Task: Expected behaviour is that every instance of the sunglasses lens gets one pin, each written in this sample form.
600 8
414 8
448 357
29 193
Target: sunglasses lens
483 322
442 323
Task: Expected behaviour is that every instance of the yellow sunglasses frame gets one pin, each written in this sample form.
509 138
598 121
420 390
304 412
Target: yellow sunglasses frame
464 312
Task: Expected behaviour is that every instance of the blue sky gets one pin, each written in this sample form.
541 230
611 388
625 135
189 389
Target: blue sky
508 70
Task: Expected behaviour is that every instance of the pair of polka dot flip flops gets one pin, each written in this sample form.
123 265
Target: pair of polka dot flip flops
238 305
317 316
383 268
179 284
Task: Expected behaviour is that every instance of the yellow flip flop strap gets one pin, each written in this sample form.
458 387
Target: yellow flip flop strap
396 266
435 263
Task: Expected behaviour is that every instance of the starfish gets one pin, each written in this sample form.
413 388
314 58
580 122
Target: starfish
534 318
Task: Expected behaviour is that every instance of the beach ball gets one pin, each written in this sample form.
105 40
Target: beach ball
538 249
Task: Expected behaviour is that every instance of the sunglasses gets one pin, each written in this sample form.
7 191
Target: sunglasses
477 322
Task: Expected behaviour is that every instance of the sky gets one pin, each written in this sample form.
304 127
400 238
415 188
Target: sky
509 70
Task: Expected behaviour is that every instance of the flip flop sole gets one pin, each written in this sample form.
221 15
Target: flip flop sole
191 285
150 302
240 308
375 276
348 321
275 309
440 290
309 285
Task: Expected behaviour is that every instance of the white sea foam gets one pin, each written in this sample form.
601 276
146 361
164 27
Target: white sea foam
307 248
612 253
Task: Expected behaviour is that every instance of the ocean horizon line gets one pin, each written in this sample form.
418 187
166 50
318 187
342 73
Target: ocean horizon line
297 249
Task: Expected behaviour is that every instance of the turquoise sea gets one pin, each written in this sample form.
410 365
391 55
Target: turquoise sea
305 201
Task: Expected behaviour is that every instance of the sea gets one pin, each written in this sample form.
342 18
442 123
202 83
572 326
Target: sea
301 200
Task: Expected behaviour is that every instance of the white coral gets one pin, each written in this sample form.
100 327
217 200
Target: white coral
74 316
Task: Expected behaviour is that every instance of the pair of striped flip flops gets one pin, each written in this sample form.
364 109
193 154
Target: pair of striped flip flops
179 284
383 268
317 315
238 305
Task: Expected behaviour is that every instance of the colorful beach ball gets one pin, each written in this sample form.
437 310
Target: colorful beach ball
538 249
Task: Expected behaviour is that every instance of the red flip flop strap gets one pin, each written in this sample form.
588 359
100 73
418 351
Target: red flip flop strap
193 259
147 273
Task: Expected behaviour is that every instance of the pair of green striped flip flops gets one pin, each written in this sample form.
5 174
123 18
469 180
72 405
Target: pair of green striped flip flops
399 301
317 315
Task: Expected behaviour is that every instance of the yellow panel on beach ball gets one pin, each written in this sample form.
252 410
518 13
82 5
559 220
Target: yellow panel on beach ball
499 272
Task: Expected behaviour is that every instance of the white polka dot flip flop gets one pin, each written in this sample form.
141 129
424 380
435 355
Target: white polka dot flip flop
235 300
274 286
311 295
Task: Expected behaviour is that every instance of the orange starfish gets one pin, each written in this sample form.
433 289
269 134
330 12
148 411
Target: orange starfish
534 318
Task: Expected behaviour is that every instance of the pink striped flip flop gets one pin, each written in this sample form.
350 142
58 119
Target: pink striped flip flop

────────

=== Stated goal ===
Rewrite every one of the rows above, replacing "sample form" with "example format" wherever it appears and keeping everything else the same.

=== Solution for this task ===
Task: Expected behaviour is that every instance of the sunglasses lens gets one pin, each written in this example format.
600 8
414 8
448 357
29 193
Target: sunglasses lens
483 322
442 323
Task: Expected behaviour is that every instance of the yellow sunglasses frame gets one pin, each written in this example format.
509 138
598 121
420 390
304 412
Target: yellow sunglasses frame
464 312
Task: Expected behaviour is that every instance of the blue sky gets one pin, each written in this example format.
541 230
611 388
625 135
189 389
Target: blue sky
508 70
Task: Expected behaviour is that every instance of the pair of polka dot flip flops gets one pin, each written in this example format.
123 265
Target: pair of polka dot flip flops
238 305
317 316
383 268
179 284
Task: Expected behaviour is that every instance of the yellow flip flop strap gets one pin, each written in this example format.
458 387
Target: yellow flip flop strap
396 266
435 263
Task: Expected behaviour is that every instance of the starfish gets one pin, each written in this example format.
413 388
314 58
580 122
Target: starfish
534 318
Task: Expected behaviour is that every instance of the beach ball gets one pin, each written in this example format.
105 40
Target: beach ball
538 249
Task: Expected behaviour is that every instance of the sunglasses gets one pin, each written in this example format.
7 191
Target: sunglasses
477 322
Task: Expected behaviour is that every instance of the sky gets one pin, each written in this example format.
304 127
400 238
415 188
Target: sky
509 70
Task: Expected behaviour is that every instance of the flip flop sole gets one pin, each written in this example format.
221 15
Target: flip flop sole
191 285
150 302
240 308
375 276
348 321
275 309
440 290
309 285
Task: Expected behaviour is that every instance of the white sea foam gets one pin, each written in this example format.
601 276
146 361
164 27
Target: white sea foam
307 248
612 253
Task: Expected behaviour is that every instance of the ocean horizon line gets one pin, each written in this example format.
418 187
166 50
318 187
342 73
Target: ocean horizon line
297 249
Task: Expected behaviour is that every instance of the turquoise sea gets one pin, each written in this example format.
410 365
391 55
Target: turquoise sea
305 201
Task: Expected behaviour is that every instance of the sea gets one pin, each written in this example format.
342 18
442 123
202 83
572 326
Target: sea
301 200
Task: Expected behaviour is that every instance of the white coral gets one pin, each written in this example format.
100 327
217 200
Target: white coral
74 316
Task: Expected behaviour is that every instance of the pair of striped flip flops gets one pin, each written in this example format.
364 109
193 154
Target: pair of striped flip flops
179 284
383 268
317 315
238 305
Task: Expected behaviour is that every instance of the colorful beach ball gets one pin, each written in this example format.
437 310
Target: colorful beach ball
538 249
Task: Expected behaviour is that every instance of the red flip flop strap gets one pin, each written in this example format.
588 359
100 73
418 351
Target: red flip flop strap
193 259
147 273
Task: Expected behaviour is that every instance of the pair of green striped flip flops gets one pin, each written in this example format.
5 174
123 18
469 180
72 405
Target: pair of green striped flip flops
399 301
317 315
Task: Expected behaviour is that every instance of the yellow panel on beach ball gets one pin, each written in this example format.
252 410
518 13
82 5
559 220
Target: yellow panel on beach ball
499 272
Task: Expected behaviour is that every instance of the white polka dot flip flop gets one pin, each written in this example format.
141 129
424 380
435 355
Target: white polka dot flip flop
235 300
274 286
311 295
Task: Expected behaviour is that every instance of the orange starfish gets one pin, each written in this example format.
433 289
269 134
330 12
148 411
Target: orange starfish
534 318
Task: Expected behaviour is that every instance of the pink striped flip flop gets one pin, each written in this example format.
350 142
58 119
Target: pink striped flip flop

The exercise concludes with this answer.